担当タスク:
源氏物語の計量分析に関する本文から、「村上征勝:統計数理研究所、上田裕一:琉球大学、上田英代、樺島忠夫:神戸学院大学」を含む語句で始まり「果も提出して行く予定である。」の直後で終わる範囲を、一字も変えずに返してください。

本文ブロック:
• • • •

源氏物語の計量分析

村上征勝:統計数理研究所、上田裕一:琉球大学、上田英代、樺島忠夫:神戸学院大学

  1. 目的
     源氏物語は、本文の整備校訂から始まり、作品そのものの研究についてはいうまでもなく、絵画、工芸、音曲、香の分野に至るまで、古来よりありとあらゆる面で研究されてきている。主題と構想、製作方法と成立過程は、密接にからみあって、紫式部の独特の文体や語法となっている。この作品の数々の謎は、未だ解決しないまま残され、宇治十帖他作家説、複数作家説、成立過程における後期挿入説などについても明確な結論は出ていない。
     筆者等は、『源氏物語大成』の品詞情報付きデ−タベ−スを作成し、こうした種々の課題を、コンピュ−タを用いて統計的計量分析を行なうことによって解明する努力を続けている。更に、現在までの疑問の解明ばかりでなく、紫式部日記との比較や、他作品との比較を行い、新たな作品研究の結果も提出して行く予定である。

• • • •

[ポインティング用データセットのレコード]
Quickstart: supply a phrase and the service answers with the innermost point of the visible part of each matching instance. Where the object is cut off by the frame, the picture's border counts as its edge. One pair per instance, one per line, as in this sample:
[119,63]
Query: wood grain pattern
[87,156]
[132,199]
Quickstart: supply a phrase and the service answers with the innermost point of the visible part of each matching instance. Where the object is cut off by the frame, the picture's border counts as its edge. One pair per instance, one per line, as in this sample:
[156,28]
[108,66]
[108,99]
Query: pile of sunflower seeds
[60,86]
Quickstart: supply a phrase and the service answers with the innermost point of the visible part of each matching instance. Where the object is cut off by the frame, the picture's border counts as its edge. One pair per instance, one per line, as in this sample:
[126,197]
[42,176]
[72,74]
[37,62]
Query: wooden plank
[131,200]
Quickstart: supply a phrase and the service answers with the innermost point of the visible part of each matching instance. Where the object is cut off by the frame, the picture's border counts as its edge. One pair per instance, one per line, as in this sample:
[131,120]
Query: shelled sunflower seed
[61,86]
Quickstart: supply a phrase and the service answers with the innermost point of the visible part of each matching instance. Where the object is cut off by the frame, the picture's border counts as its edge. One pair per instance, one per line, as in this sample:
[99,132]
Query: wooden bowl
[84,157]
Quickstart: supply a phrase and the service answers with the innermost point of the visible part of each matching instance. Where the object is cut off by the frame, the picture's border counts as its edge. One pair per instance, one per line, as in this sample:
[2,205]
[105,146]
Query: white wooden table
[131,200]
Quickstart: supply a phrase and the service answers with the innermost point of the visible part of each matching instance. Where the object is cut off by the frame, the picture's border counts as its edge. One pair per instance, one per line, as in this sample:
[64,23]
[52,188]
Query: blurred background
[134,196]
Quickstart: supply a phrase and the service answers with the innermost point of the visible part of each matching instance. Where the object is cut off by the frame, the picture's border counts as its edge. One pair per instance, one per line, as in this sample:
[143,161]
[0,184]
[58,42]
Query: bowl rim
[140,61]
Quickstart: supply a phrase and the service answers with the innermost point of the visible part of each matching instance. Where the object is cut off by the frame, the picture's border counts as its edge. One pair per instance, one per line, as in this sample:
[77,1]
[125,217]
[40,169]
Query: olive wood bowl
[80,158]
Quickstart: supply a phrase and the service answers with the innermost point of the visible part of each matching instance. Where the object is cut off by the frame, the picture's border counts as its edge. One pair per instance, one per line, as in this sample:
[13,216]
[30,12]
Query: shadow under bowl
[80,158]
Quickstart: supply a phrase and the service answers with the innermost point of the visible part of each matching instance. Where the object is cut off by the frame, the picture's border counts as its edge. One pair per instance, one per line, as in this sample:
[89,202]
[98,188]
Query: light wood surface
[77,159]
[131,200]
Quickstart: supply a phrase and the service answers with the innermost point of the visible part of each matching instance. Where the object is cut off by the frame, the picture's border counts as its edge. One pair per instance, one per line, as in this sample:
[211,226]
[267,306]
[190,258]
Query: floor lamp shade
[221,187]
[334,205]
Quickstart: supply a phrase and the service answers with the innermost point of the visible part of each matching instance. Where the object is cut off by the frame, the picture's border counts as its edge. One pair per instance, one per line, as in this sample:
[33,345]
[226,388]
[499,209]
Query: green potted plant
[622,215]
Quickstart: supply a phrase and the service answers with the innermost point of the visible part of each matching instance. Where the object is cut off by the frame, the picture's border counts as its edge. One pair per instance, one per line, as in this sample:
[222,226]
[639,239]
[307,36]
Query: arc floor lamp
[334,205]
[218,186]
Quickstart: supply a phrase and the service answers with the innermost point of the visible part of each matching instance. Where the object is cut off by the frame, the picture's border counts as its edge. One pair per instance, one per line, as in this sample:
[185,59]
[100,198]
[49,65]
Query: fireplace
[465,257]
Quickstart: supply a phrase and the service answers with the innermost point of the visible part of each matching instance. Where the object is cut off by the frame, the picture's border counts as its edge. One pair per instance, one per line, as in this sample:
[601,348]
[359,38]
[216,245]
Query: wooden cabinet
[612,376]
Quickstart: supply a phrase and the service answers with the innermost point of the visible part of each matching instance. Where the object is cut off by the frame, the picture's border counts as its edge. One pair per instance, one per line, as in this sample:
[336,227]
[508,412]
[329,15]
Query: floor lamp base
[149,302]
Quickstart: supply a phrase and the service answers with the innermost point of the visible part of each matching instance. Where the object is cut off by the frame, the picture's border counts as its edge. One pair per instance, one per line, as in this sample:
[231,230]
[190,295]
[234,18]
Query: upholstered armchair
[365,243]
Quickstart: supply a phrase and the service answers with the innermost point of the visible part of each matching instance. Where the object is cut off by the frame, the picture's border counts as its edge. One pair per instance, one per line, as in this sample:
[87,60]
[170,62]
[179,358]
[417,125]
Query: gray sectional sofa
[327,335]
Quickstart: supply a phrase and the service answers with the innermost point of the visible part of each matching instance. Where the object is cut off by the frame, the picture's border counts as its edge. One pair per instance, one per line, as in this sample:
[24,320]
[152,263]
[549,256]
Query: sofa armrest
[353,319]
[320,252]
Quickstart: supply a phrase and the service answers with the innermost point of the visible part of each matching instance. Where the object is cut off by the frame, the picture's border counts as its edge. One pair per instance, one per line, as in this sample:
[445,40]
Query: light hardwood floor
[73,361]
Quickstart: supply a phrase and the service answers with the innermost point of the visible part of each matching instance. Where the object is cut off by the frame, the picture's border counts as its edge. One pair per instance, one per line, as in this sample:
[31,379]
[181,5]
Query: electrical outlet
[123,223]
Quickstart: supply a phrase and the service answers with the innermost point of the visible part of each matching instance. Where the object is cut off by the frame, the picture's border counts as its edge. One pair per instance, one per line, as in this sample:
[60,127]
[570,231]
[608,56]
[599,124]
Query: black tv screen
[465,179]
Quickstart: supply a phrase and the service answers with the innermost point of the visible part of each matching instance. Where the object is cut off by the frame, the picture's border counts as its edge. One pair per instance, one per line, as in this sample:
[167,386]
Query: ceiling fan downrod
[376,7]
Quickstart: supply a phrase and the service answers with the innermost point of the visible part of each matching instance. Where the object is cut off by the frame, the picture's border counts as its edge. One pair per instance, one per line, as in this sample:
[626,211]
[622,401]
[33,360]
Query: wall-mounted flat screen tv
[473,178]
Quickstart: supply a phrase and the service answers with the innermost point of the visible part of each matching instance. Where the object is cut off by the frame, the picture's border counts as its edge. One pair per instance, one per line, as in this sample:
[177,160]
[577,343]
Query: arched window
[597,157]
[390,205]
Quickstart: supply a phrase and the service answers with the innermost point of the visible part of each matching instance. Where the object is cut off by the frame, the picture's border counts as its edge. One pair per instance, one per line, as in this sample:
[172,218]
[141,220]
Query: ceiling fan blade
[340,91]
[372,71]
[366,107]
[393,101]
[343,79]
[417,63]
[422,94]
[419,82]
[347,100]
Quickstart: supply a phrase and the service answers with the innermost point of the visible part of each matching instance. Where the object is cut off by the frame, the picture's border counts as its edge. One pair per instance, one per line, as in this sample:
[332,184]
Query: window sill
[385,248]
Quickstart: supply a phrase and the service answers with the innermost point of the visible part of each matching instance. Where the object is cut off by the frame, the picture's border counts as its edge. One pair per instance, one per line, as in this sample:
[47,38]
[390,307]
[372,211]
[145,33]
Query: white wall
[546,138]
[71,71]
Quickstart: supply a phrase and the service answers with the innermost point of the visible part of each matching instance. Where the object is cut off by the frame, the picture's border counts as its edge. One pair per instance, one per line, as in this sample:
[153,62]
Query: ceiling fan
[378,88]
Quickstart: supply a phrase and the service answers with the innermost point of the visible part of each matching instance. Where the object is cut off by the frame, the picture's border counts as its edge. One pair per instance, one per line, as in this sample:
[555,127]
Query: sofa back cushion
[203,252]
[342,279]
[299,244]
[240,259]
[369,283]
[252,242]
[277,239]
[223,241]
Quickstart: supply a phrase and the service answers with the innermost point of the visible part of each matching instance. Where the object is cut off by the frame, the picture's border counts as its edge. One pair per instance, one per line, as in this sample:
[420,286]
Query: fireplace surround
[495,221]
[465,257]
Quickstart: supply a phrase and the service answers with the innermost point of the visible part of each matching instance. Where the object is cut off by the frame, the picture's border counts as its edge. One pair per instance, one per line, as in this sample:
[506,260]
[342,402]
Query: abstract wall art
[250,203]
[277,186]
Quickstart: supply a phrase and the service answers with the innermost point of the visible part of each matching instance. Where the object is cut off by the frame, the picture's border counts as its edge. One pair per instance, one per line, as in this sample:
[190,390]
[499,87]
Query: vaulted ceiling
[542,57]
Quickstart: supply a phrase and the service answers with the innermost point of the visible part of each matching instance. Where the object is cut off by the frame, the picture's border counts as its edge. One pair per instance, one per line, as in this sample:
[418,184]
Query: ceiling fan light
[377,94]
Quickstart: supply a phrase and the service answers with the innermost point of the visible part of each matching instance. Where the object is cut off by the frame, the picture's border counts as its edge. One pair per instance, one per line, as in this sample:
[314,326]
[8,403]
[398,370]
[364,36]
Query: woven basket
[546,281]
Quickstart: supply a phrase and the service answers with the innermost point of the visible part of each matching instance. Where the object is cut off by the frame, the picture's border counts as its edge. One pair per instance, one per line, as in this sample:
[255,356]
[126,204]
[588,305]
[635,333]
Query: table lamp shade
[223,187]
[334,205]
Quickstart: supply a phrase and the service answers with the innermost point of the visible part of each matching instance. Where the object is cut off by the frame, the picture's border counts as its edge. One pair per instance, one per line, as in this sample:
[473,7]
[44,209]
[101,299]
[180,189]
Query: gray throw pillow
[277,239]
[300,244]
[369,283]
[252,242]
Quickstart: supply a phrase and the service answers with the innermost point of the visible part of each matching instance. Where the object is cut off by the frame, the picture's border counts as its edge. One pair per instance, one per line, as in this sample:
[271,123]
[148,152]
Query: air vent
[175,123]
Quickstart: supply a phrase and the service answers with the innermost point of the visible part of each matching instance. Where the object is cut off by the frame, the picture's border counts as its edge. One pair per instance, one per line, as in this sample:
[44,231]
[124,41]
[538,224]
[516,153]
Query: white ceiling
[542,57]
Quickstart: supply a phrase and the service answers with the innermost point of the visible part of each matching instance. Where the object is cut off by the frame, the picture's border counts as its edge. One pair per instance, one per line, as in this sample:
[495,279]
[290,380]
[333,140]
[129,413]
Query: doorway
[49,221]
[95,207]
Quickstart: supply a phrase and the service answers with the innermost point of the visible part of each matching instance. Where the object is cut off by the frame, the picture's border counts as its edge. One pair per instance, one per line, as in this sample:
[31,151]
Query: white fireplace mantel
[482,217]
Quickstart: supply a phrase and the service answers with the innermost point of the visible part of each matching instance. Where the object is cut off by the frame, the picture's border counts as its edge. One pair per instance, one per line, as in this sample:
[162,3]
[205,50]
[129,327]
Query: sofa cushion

• • • •

解答全文:
村上征勝:統計数理研究所、上田裕一:琉球大学、上田英代、樺島忠夫:神戸学院大学

  1. 目的
     源氏物語は、本文の整備校訂から始まり、作品そのものの研究についてはいうまでもなく、絵画、工芸、音曲、香の分野に至るまで、古来よりありとあらゆる面で研究されてきている。主題と構想、製作方法と成立過程は、密接にからみあって、紫式部の独特の文体や語法となっている。この作品の数々の謎は、未だ解決しないまま残され、宇治十帖他作家説、複数作家説、成立過程における後期挿入説などについても明確な結論は出ていない。
     筆者等は、『源氏物語大成』の品詞情報付きデ−タベ−スを作成し、こうした種々の課題を、コンピュ−タを用いて統計的計量分析を行なうことによって解明する努力を続けている。更に、現在までの疑問の解明ばかりでなく、紫式部日記との比較や、他作品との比較を行い、新たな作品研究の結果も提出して行く予定である。